Please rewrite the records from the line containing "of the standing" through the end of the records, inclusive, with every line kept in full. Offset each x and y coordinate in the answers by -149 and leave all other text unchanged.

** begin SOURCE DATA **

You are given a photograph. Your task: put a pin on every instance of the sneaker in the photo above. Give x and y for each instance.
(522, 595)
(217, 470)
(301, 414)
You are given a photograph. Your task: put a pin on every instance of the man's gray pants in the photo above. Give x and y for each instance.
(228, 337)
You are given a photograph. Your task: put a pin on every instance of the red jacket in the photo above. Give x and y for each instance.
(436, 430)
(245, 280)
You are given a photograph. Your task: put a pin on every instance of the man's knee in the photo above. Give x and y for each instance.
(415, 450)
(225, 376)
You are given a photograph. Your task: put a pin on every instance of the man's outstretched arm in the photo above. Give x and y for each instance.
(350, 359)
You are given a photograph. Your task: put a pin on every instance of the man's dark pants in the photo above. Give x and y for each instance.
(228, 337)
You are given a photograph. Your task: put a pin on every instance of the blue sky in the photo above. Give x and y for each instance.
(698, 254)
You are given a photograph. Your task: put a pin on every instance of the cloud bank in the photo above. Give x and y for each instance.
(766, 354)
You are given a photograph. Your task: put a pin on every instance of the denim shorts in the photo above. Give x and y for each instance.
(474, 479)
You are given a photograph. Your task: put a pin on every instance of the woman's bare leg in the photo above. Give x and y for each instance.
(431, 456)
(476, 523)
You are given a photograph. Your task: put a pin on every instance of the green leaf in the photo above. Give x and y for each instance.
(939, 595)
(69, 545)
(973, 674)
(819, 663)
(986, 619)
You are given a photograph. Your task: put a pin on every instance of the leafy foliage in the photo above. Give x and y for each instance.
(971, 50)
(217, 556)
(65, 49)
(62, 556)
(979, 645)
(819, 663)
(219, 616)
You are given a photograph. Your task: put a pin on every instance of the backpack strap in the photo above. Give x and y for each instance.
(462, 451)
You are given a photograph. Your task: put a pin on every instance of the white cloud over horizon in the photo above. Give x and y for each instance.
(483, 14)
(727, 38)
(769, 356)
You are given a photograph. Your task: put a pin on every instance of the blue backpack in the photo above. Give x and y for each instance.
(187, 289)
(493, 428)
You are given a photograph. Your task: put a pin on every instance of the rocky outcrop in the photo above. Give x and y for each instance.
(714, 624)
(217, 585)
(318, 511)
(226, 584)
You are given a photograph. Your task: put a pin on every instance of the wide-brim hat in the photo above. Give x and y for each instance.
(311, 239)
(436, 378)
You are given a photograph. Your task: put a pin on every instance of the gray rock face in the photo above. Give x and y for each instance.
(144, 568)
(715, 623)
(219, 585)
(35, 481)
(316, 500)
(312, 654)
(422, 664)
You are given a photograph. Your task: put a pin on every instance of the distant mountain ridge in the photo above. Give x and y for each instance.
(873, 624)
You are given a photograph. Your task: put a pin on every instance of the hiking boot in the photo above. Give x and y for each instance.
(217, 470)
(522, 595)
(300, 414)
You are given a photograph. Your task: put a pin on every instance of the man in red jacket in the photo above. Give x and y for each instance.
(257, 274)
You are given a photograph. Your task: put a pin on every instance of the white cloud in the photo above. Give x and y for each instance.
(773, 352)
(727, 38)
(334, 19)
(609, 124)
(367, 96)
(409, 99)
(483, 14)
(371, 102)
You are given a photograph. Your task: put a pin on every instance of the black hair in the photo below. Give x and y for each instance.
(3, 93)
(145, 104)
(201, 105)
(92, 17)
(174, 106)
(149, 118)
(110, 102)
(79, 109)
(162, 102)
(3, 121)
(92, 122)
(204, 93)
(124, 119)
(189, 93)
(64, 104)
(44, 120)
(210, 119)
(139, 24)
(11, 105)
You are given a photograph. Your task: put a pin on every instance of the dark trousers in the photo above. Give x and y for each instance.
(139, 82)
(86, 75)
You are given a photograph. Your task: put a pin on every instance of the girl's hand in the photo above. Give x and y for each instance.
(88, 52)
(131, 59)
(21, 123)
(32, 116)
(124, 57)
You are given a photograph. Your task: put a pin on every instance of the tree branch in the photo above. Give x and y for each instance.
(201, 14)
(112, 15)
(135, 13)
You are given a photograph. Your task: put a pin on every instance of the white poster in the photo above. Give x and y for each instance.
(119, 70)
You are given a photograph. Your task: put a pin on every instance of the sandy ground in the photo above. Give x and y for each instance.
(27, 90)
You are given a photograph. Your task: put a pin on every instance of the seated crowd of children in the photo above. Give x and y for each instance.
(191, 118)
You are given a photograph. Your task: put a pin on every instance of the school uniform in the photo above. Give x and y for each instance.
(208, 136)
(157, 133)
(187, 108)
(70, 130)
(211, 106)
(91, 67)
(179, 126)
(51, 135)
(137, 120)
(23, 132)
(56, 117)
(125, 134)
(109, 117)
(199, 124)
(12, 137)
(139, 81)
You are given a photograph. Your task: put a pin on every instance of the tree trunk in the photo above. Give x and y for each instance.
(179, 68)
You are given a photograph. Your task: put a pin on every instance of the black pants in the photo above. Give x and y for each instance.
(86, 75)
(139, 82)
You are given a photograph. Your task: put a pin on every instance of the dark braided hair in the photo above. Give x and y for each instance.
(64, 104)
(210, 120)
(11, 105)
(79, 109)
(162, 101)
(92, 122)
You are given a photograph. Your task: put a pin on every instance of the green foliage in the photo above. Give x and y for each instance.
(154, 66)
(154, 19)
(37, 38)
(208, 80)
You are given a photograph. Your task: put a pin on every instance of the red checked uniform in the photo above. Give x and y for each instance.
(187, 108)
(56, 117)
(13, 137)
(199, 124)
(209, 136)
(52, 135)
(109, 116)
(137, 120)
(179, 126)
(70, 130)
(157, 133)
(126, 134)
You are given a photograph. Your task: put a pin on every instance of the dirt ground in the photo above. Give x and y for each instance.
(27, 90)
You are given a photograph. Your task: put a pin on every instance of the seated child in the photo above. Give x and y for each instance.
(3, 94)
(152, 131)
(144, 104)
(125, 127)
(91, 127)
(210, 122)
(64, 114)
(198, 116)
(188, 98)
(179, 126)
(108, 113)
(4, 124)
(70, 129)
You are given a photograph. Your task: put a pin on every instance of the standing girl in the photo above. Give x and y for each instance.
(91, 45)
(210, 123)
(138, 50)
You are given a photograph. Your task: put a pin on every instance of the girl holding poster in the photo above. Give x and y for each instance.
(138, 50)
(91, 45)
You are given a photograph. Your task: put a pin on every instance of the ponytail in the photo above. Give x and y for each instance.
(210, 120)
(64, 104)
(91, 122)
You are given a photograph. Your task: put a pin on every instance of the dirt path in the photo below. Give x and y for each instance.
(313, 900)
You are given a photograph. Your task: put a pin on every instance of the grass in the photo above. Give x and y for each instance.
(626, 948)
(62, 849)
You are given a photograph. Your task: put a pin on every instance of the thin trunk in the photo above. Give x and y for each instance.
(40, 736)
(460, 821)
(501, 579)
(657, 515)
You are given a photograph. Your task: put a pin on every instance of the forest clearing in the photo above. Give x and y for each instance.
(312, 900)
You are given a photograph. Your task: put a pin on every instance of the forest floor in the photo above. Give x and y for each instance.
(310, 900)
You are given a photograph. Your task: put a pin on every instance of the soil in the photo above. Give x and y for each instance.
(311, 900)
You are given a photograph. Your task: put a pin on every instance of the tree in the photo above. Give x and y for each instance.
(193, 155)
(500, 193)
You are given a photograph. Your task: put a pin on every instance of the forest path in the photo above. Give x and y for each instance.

** end SOURCE DATA **

_FULL RESPONSE_.
You are given a photograph. Your task: put a pin on every instance of the standing girl in the photo above. Give x and y for each instance.
(-58, -104)
(61, -26)
(-11, -99)
You are given a photograph. Your task: put a pin on every instance of the girl holding poster in the photo above. Give x and y for each instance.
(-11, -99)
(-58, -104)
You are given a photograph. Your task: put a pin on every instance of the ponytail in the photo above. Give x and y for each instance.
(61, -29)
(-85, -45)
(-58, -27)
You are given a photograph. Your task: put a pin on every instance of the dirt path in the photo below. Give x and y for each instance.
(164, 751)
You are given a photograph. Your task: put a pin on every instance of the grass in the photo above. Give x and y for each instance.
(477, 799)
(-87, 700)
You are given a photograph. Your task: put a pin on every instance of the thin trunk in the photo above. Give x and y for each instance.
(-109, 587)
(311, 672)
(352, 430)
(508, 366)
You are given a photograph. Your task: put a pin on every instance of the forest clearing in the photo above. Give x and y for each instance.
(163, 751)
You are given a photograph. Your task: put a pin on every instance of the forest floor in the photo above. Give x and y for each instance.
(161, 751)
You are given a photograph. Your task: put a pin on every instance of the soil in the photo above. Give x and y for each instance.
(162, 751)
You are given a photograph. Your task: put a pin on every instance of the tree in the photo above. Give x and y for each instance.
(44, 6)
(351, 44)
You are given a photograph. Your task: put a pin on every instance of the forest path in the photo above. Give x and y for each instance.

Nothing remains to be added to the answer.